Work item A :: In the rat tumor page, what two observations are recorded for each experiment?
Work item B :: Quote the rat tumor page from "registerDoParallel()" to "distribution of $\theta_j$.".

Passage shown ::

Modular version of rat tumors code¶
This is a modularized version of the rat tumor analysis, factored into reusable functions.
Setup¶
Grab packages
library(ggplot2)
library(plyr)
library(tidyverse)
library(rstan)
library(doParallel)
registerDoParallel()
rstan_options(auto_write=TRUE)
options(mc.cores=parallel::detectCores())
Set options
options(repr.matrix.max.rows = 20)
Load the data:
rat.data = read_csv("rats.csv")
summary(rat.data)
rat.data
The Model¶
In this data set, for each experiment $j$, we have two observations: $c_j$, the number of infected rats, and $n_j$, the number of rats.
We model the data as having an infection rate $\theta_j$ for each experiment. We want to make inferences about the distribution of $\theta_j$.
In more detail, we use the following model:
- $c_j \sim \mathrm{Bin}(n_j,\theta_j)$
- $\theta_j \sim \mathrm{Beta}(\alpha, \beta)$
For the purposes of notational simplicity theorem, we parameterize our model parameters as $\phi = (\alpha, \beta)$.
Therefore, we have the goal of computing $P(\phi,\mathbf{\theta}|\mathbf{c})$ given $\mathbf{c}$ and our model / likelihood function $P(\mathbf{c},\mathbf{\theta}|\phi) = \prod_j P(c_j,\theta_j|\phi_j) = \prod_j P(c_j|\theta_j)P(\theta_j|\phi_j)$.
The final derivation, as per Eq. 5.8 in Gelman et al., is
$$P(\alpha, \beta|\mathrm{y}) \propto P(\alpha, \beta) \prod_j \frac{\Gamma(\alpha+\beta)}{\Gamma(\alpha)\Gamma(\beta)} \frac{\Gamma(\alpha + c_j)\Gamma(\beta+n_j-c_j)}{\Gamma(\alpha+\beta+n_j)}$$
We will compute this log-transformed.
So we define the log likelihood function for this model. It will take as input $\alpha$ and $\beta$ vectors (which should be the same length), and return the log likelihood of each $(\alpha, \beta)$ value given the $\mathbf{c}$ and $\mathbf{n}$ vectors:
model.loglike = function(alpha, beta, cs, ns) {
base = lgamma(alpha + beta) - lgamma(alpha) - lgamma(beta)

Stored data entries
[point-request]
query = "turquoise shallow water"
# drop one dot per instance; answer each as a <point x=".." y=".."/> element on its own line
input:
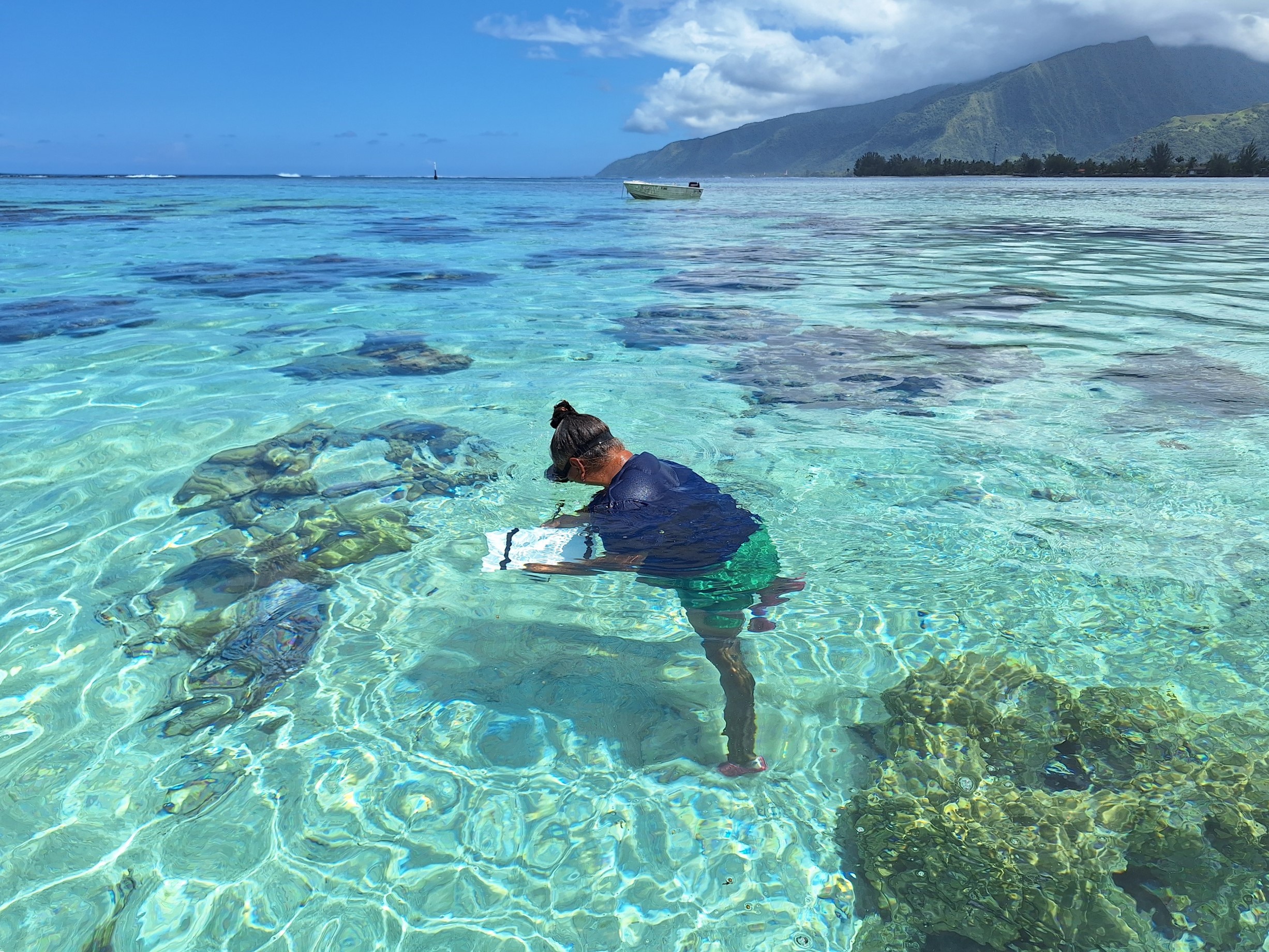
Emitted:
<point x="1017" y="416"/>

Written solution A :: The number of infected rats ($c_j$) and the number of rats ($n_j$).

Written solution B ::
registerDoParallel()
rstan_options(auto_write=TRUE)
options(mc.cores=parallel::detectCores())
Set options
options(repr.matrix.max.rows = 20)
Load the data:
rat.data = read_csv("rats.csv")
summary(rat.data)
rat.data
The Model¶
In this data set, for each experiment $j$, we have two observations: $c_j$, the number of infected rats, and $n_j$, the number of rats.
We model the data as having an infection rate $\theta_j$ for each experiment. We want to make inferences about the distribution of $\theta_j$.